Internet y las redes llegaron con las manos repletas de promesas. Libertad, comunión entre personas, acceso irrestricto al saber. Pero todo eso llegó acompañado de pedófilos,moralinas,  fake news y otras publicidades. La conexión como utopía, límites y posibilidades

El 21 de setiembre del 2012 una adolescente holandesa invitó a su fiesta de cumpleaños a todos sus amigos de Facebook. La noticia se disparó por la Red y al día siguiente unos 16000 jóvenes invadieron el barrio de Haren. La policía tuvo que movilizar a quinientos agentes para contenerlos, pero sin poder evitar que causaran daños millonarios. El cumpleaños de Merthe fue una de las primeras colisiones frontales entre el mundo virtual y el físico. La había provocado una red social que diez años antes ni siquiera existía.

Desde entonces, el poder catalizador de las redes no hizo más que crecer. No se limitó a crear nuevos vínculos entre la gente sino que les impuso la necesidad de vivir vinculados. No tardó mucho en invadir la vida política y produjo unas inéditas movilizaciones callejeras, de un alcance que nadie hubiera imaginado.

La red era el medio ideal para propagar rumores. Más veloz que el rumor tradicional, el mensaje llegaba casi simultáneamente a mucha gente, pero cada uno lo recibía de algún conocido y supuestamente confiable. Esto hacía que más que un rumor pareciera información confidencial. Quien lo recibía se sentía un privilegiado, con acceso a la información que a otros les ocultaban los medios masivos. En apenas unas horas un rumor alarmante podía inundar de gente las calles y plazas. No sería una multitud tan enardecida como esa que armaba las viejas barricadas, pero no resultaba menos intimidatoria para la autoridad política.

Aquellos nuevos medios electrónicos que parecían inclinarnos más bien al aislamiento, habían resultado terriblemente movilizadores. No sólo nos mantenían en contacto interrumpido con nuestro propio clan. También sabían generar un nuevo tipo de polímeros humanos; enormes agregados sociales sin estructura ni organización que podían tanto improvisar un liderazgo como licuarlo.

(Registros proporcionados)
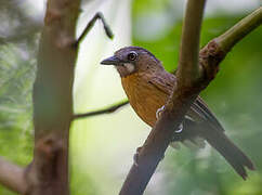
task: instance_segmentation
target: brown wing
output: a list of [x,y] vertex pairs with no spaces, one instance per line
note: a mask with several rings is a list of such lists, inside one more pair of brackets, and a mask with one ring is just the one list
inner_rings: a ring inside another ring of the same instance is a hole
[[[175,83],[175,76],[167,72],[160,72],[158,75],[155,75],[148,81],[158,90],[162,91],[165,94],[170,95]],[[188,116],[198,122],[206,121],[212,128],[224,131],[221,123],[215,118],[214,114],[208,108],[207,104],[201,100],[200,96],[192,104],[191,109],[188,110]]]

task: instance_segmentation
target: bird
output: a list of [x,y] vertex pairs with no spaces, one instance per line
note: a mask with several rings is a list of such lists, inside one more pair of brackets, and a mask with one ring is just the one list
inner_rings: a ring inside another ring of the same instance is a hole
[[[162,63],[141,47],[121,48],[101,64],[116,67],[130,105],[144,122],[154,127],[176,84],[175,74],[165,70]],[[246,168],[256,169],[249,157],[228,139],[200,96],[187,110],[170,145],[175,147],[179,141],[201,143],[199,140],[214,147],[244,180],[248,177]]]

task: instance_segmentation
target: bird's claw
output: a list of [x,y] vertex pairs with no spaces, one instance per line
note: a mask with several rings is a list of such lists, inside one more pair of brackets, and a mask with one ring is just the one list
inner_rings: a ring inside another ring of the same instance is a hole
[[157,119],[161,116],[161,113],[163,112],[163,109],[165,109],[165,105],[157,109],[157,112],[156,112],[156,118]]

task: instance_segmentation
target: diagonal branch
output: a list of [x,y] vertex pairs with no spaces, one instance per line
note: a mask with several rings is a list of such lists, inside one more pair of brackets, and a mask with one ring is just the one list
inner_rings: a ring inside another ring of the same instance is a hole
[[0,157],[0,183],[19,194],[25,194],[25,169]]
[[103,13],[97,12],[93,18],[88,23],[88,25],[86,26],[84,30],[82,31],[82,34],[80,35],[80,37],[77,39],[77,41],[75,42],[76,47],[79,47],[79,43],[83,40],[83,38],[88,35],[88,32],[92,29],[92,27],[94,26],[94,23],[101,20],[105,29],[105,32],[107,35],[108,38],[113,39],[114,35],[112,32],[112,29],[109,27],[109,25],[106,23],[105,17],[103,15]]
[[189,82],[199,77],[198,53],[204,8],[205,0],[188,1],[186,5],[176,74],[183,86],[191,86]]
[[239,42],[245,36],[259,27],[261,24],[262,6],[243,18],[235,26],[230,28],[227,31],[214,40],[222,51],[228,52],[237,42]]
[[125,100],[120,103],[113,104],[106,108],[102,108],[102,109],[89,112],[89,113],[83,113],[83,114],[76,114],[76,115],[74,115],[74,119],[81,119],[81,118],[92,117],[92,116],[96,116],[96,115],[110,114],[127,104],[129,104],[129,101]]

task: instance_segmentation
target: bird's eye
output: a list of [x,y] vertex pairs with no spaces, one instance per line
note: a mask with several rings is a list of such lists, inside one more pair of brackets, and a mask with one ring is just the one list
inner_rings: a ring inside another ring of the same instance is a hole
[[136,57],[137,57],[137,53],[135,53],[135,52],[130,52],[130,53],[128,54],[128,60],[129,60],[129,61],[135,61]]

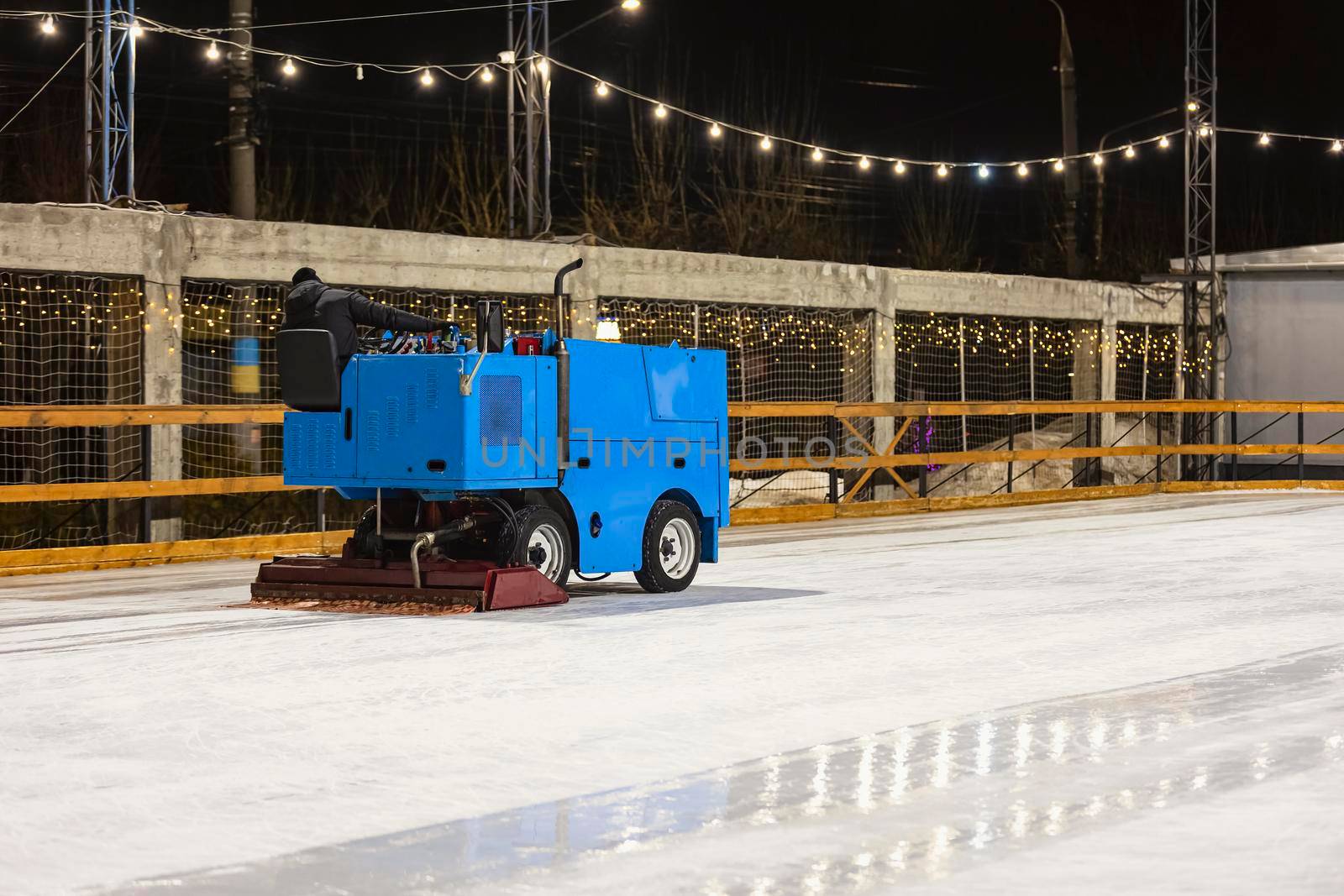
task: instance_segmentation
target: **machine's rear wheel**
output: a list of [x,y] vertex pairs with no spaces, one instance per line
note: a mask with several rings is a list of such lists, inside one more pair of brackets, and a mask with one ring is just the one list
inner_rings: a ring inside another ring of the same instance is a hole
[[563,588],[574,570],[574,549],[560,514],[551,508],[526,506],[513,514],[513,563],[536,567]]
[[700,525],[680,501],[659,501],[644,524],[644,566],[634,572],[652,594],[683,591],[700,568]]

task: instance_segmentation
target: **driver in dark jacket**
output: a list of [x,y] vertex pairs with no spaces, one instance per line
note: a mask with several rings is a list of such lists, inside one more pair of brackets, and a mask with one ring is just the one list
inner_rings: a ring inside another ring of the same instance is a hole
[[359,349],[358,324],[403,333],[433,333],[452,326],[448,321],[371,301],[353,290],[328,286],[312,267],[300,267],[292,282],[294,287],[285,300],[285,322],[280,329],[328,330],[336,337],[340,369],[345,369],[345,361]]

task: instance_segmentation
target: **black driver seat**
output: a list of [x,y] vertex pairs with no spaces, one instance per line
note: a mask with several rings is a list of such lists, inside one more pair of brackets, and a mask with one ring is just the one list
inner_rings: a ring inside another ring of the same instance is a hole
[[340,363],[331,330],[281,330],[276,353],[281,402],[296,411],[340,410]]

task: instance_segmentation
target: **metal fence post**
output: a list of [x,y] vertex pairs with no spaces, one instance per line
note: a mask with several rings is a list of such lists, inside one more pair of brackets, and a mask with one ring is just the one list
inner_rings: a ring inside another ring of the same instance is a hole
[[[1297,412],[1297,447],[1306,445],[1306,414]],[[1297,481],[1306,481],[1306,455],[1301,450],[1297,453]]]

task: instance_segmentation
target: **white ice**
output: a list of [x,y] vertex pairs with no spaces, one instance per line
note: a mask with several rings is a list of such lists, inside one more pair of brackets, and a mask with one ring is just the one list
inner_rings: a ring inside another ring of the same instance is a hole
[[0,892],[1344,892],[1341,496],[742,528],[470,617],[253,571],[0,580]]

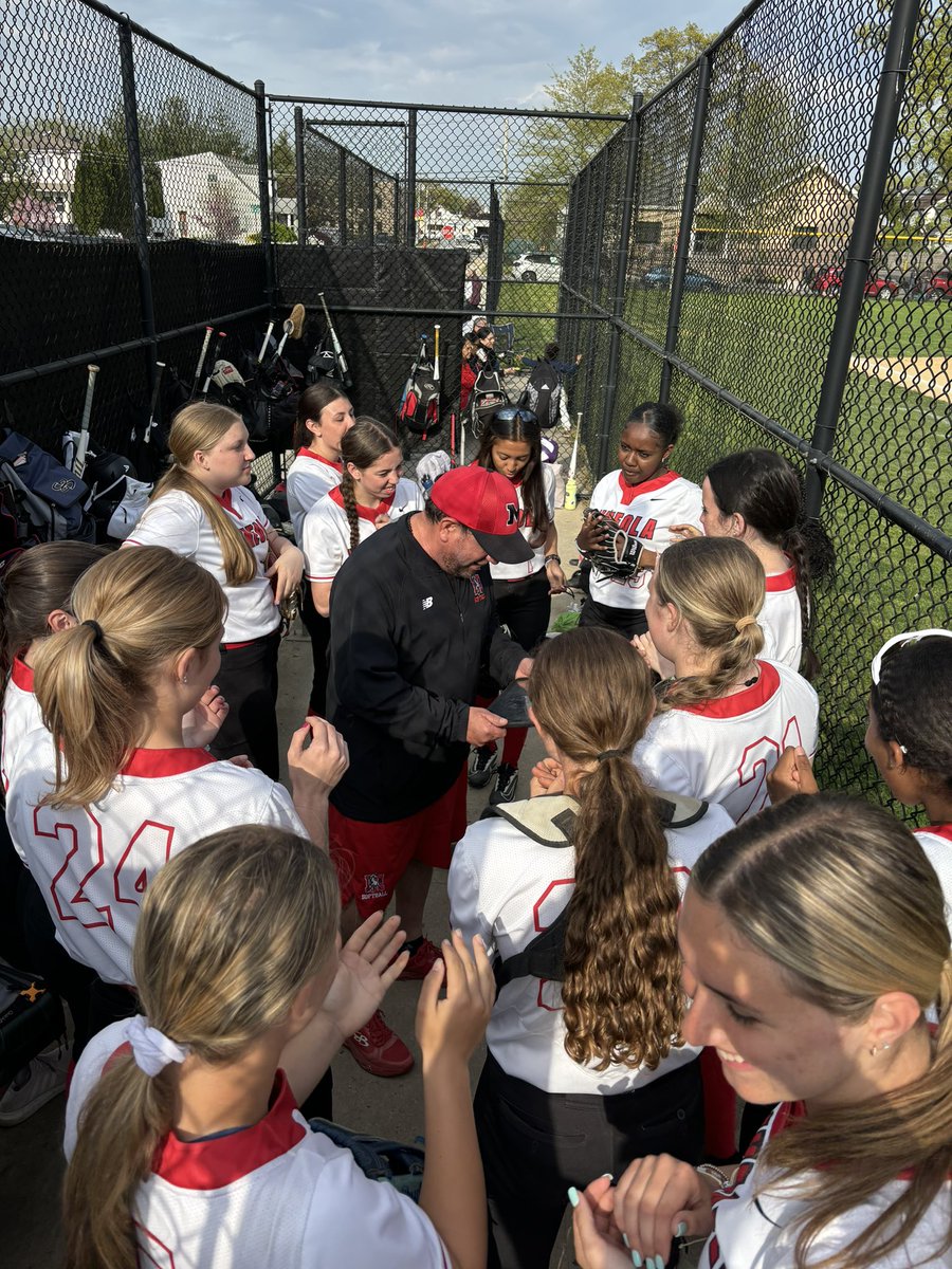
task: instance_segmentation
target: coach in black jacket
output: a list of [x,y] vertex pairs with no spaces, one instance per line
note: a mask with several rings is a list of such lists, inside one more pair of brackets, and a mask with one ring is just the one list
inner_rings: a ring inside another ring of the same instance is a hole
[[[468,746],[504,733],[504,720],[471,704],[480,666],[508,683],[532,665],[499,627],[489,576],[490,558],[529,557],[518,523],[505,477],[456,468],[424,511],[360,543],[331,589],[327,717],[350,750],[330,808],[344,938],[396,888],[411,952],[402,977],[421,978],[439,954],[423,909],[465,827]],[[413,1063],[374,1019],[347,1047],[377,1075]]]

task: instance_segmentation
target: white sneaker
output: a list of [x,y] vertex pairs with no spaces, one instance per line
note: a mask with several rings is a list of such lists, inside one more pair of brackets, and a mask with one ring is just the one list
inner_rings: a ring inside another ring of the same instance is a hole
[[70,1051],[62,1044],[38,1053],[29,1066],[17,1072],[0,1098],[0,1127],[10,1128],[36,1114],[66,1088]]

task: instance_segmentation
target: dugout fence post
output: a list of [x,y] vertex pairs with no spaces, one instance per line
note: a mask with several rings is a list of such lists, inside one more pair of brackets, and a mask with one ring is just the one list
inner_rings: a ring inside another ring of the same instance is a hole
[[691,226],[694,223],[697,190],[701,178],[701,154],[704,148],[704,127],[707,124],[707,102],[711,95],[711,53],[703,53],[698,61],[697,93],[694,96],[694,118],[691,124],[691,146],[688,165],[684,171],[684,197],[680,204],[678,223],[678,250],[674,254],[671,270],[671,294],[668,305],[668,332],[664,340],[665,359],[661,363],[661,385],[658,400],[668,404],[671,393],[671,363],[668,358],[678,350],[678,329],[680,310],[684,302],[684,279],[688,274],[691,255]]
[[[836,420],[843,407],[849,360],[856,344],[866,280],[869,274],[886,183],[890,176],[892,145],[897,135],[899,112],[902,107],[918,20],[919,0],[896,0],[892,5],[876,107],[866,147],[863,175],[857,195],[853,232],[847,247],[843,282],[836,301],[836,316],[833,321],[826,367],[814,418],[811,444],[814,449],[824,454],[833,453],[836,440]],[[821,472],[815,464],[809,464],[803,495],[803,514],[807,519],[819,516],[825,483],[825,472]]]
[[307,246],[307,189],[305,188],[305,112],[294,107],[294,184],[297,185],[297,245]]
[[416,108],[406,112],[406,245],[416,246]]
[[142,150],[138,141],[138,102],[136,96],[136,60],[132,48],[132,23],[127,14],[118,15],[119,67],[122,71],[122,109],[126,121],[126,150],[129,166],[129,202],[132,203],[132,236],[138,263],[138,302],[142,312],[142,335],[149,340],[149,390],[155,383],[159,341],[155,332],[152,270],[149,259],[149,211],[142,183]]
[[[602,407],[602,431],[598,437],[598,471],[600,478],[608,471],[608,449],[612,442],[612,421],[618,391],[618,358],[622,331],[618,325],[625,317],[625,291],[628,280],[628,250],[631,247],[631,218],[635,204],[635,180],[638,170],[638,142],[641,136],[641,107],[645,98],[636,93],[631,103],[628,121],[628,146],[625,157],[625,188],[619,209],[618,259],[614,266],[614,293],[612,296],[612,330],[608,343],[608,369],[605,372],[605,400]],[[604,225],[602,226],[604,230]]]
[[261,217],[261,251],[264,253],[264,291],[268,312],[274,316],[278,288],[274,277],[274,246],[272,242],[272,184],[268,162],[268,102],[264,80],[255,80],[255,136],[258,141],[258,202]]

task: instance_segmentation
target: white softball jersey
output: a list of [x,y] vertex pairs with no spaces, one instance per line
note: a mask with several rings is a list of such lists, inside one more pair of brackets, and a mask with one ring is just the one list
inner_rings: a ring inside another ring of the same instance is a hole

(Ejercicios)
1/ ¿Qué líneas de los registros contienen la palabra "white"? Selecciónalas todas.
2/ ¿Cómo seguiría el texto sobre las redes sociales y su poder movilizador? Escribe su continuación a partir de la última oración del fragmento.

(Respuestas)
1/
target: **white ice**
target: white sneaker
target: white softball jersey

2/
Uno de los primeros casos en que las redes dieron muestras de protagonismo político fue en las protestas del 2009 contra el régimen iraní. La convocatoria de las redes movilizó grandes masas, pero tuvo escasos efectos políticos, y hasta pudo facilitar la represión. Pero los entusiastas de siempre aprovecharon para proclamar que las redes eran las nuevas “armas de construcción masiva” y propusieron a Twitter para el Nobel de la Paz.1

Poco después, el mundo islámico voló en pedazos en una paradójica “primavera árabe” (2010-2013), que los mismos optimistas quisieron ver como un triunfo de la democracia. Pero al derrocamiento de las dictaduras que oprimían la región le sucedieron las guerras civiles y la intervención extranjera. En ese marco también creció el inesperado monstruo del ISIS, que supo usar las redes para convertir la matanza en espectáculo y armar a sus acólitos como bombas humanas.

Los “indignados” españoles (2011-2015) fueron otro brote de anti-política que se incubó en las redes, pero muy lejos de generar una nueva organización lograron apenas incidir en el voto.

Los utópicos solían decir que las redes asegurarían el triunfo de la información verdadera sobre las mentiras del poder y que con ellas se construiría una nueva democracia. Los magros resultados obtenidos y la magnitud de los efectos no deseados los desmintieron.

Lo cierto es que, pesar de eso y en un plazo sorprendentemente corta, las redes pasaron a ser el sistema nervioso de la sociedad. Millones de personas no podrían vivir sin Facebook, Twitter o Linkedin, que han resultado más adictivas que las drogas. Nacidas apenas en 2003, emigraron a la telefonía móvil, lo cual las hace aún más presente en nuestras vidas. Presidentes, reyes, Papas, políticos, artistas e intelectuales: todos dependen de las redes para vincularse con sus audiencias. El crimen y el odio también aprendieron a usarlas para el delito, la perversión, el vandalismo y el acoso.

Hace más de treinta años, cuando todavía no existían las redes sociales, Baudrillard calificó de obsceno a ese “éxtasis de la comunicación” que entonces era apenas incipiente. Tratándose de un posmodernista, es difícil saber si eso era un anatema o un elogio, pero lo cierto es que anunciaba la llegada del homo extaticus, ese que no puede estar desconectado, y hace varias tareas al mismo tiempo. El proceso parece estar culminando hoy, cuando algunos han llegado a recomendar el uso de Twitter en conciertos y celebraciones religiosas, para que nadie deje de compartir datos, opiniones y sentimientos. Pareciera que hasta actividades tan íntimas como orar o gozar de la música necesitaran del contacto permanente.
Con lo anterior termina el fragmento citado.